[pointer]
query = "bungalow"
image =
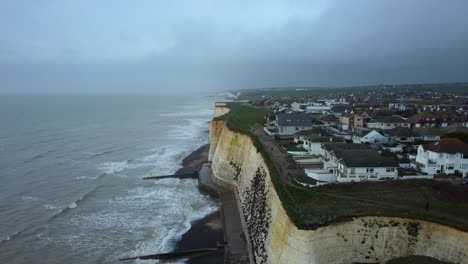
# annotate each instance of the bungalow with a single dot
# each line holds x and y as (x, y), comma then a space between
(389, 122)
(372, 137)
(427, 133)
(361, 165)
(353, 162)
(329, 120)
(424, 119)
(313, 144)
(346, 121)
(361, 120)
(317, 109)
(400, 134)
(449, 155)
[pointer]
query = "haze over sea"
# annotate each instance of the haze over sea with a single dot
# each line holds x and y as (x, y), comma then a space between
(71, 169)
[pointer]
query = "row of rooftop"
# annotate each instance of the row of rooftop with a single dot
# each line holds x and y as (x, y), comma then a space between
(340, 141)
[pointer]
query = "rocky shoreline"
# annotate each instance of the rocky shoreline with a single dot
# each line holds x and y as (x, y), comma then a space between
(206, 232)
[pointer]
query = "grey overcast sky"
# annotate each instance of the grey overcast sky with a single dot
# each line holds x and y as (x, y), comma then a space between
(107, 46)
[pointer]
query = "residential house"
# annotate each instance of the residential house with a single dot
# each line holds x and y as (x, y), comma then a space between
(353, 162)
(362, 165)
(400, 134)
(313, 143)
(424, 119)
(346, 121)
(361, 120)
(449, 155)
(340, 109)
(372, 137)
(427, 133)
(317, 109)
(389, 122)
(329, 120)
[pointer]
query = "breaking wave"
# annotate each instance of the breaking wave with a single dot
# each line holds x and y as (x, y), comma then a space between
(98, 153)
(72, 205)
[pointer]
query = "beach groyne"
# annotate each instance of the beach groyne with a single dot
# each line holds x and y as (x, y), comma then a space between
(273, 238)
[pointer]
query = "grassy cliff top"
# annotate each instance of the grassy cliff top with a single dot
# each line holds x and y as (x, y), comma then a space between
(441, 202)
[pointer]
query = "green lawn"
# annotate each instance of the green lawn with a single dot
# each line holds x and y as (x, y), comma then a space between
(293, 147)
(416, 260)
(242, 117)
(310, 208)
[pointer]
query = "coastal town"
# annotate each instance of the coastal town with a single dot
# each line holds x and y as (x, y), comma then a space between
(391, 133)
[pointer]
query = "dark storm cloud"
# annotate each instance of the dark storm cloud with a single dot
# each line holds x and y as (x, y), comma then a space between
(150, 46)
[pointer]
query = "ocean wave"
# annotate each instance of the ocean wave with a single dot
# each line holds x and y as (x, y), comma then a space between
(91, 177)
(89, 153)
(12, 236)
(204, 112)
(74, 204)
(113, 167)
(178, 205)
(38, 156)
(29, 198)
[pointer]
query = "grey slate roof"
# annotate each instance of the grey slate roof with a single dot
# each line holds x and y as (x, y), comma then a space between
(339, 146)
(364, 158)
(392, 119)
(400, 132)
(341, 108)
(302, 120)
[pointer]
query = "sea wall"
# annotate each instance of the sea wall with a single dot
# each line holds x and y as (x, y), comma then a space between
(275, 239)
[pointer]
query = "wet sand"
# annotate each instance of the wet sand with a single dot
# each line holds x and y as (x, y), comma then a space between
(206, 232)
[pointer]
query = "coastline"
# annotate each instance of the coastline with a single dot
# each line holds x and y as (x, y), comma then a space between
(206, 232)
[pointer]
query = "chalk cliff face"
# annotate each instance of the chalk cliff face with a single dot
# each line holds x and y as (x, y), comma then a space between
(275, 239)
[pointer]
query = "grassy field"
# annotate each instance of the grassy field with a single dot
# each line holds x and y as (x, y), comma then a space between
(435, 201)
(242, 117)
(416, 260)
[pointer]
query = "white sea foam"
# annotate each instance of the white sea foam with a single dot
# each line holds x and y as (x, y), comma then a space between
(29, 198)
(197, 113)
(86, 178)
(113, 167)
(51, 207)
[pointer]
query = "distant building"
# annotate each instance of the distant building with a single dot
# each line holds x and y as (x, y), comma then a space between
(317, 109)
(372, 137)
(448, 155)
(389, 122)
(401, 135)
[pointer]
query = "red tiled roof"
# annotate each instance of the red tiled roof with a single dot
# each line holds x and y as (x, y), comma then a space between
(448, 145)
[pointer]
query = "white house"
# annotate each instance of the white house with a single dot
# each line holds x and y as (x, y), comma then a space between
(362, 165)
(449, 155)
(317, 109)
(353, 162)
(289, 124)
(371, 137)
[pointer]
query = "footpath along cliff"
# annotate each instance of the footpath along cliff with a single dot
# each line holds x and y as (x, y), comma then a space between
(274, 238)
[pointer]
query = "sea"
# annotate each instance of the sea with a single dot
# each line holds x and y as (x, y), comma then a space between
(71, 169)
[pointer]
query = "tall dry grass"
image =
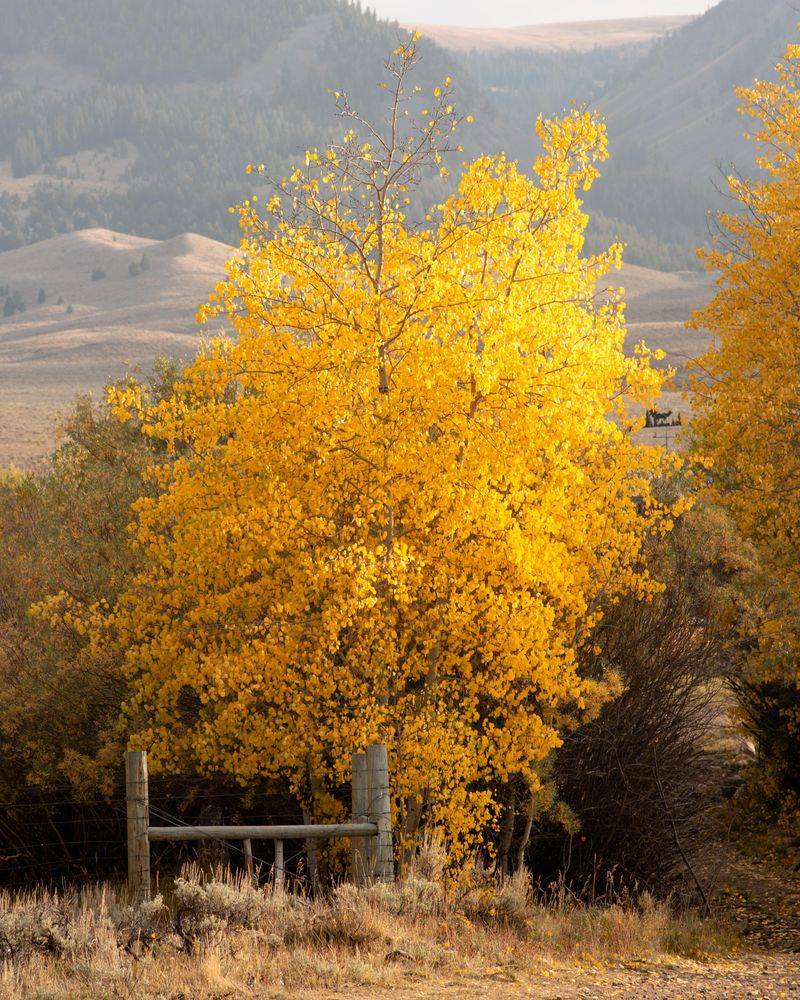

⁂

▶ Your instructions
What you return must be the lines above that run from the line with "# annotate each instance of the breaking" to the line with "# annotate each instance of the beach", inclusive, each copied exactly.

▶ Result of the exercise
# annotate each instance of the breaking wave with a single dot
# each line holds x and y as (x, y), comma then a space between
(98, 153)
(72, 205)
[pointer]
query = "beach groyne"
# annotate each instance of the beach groyne with a single dot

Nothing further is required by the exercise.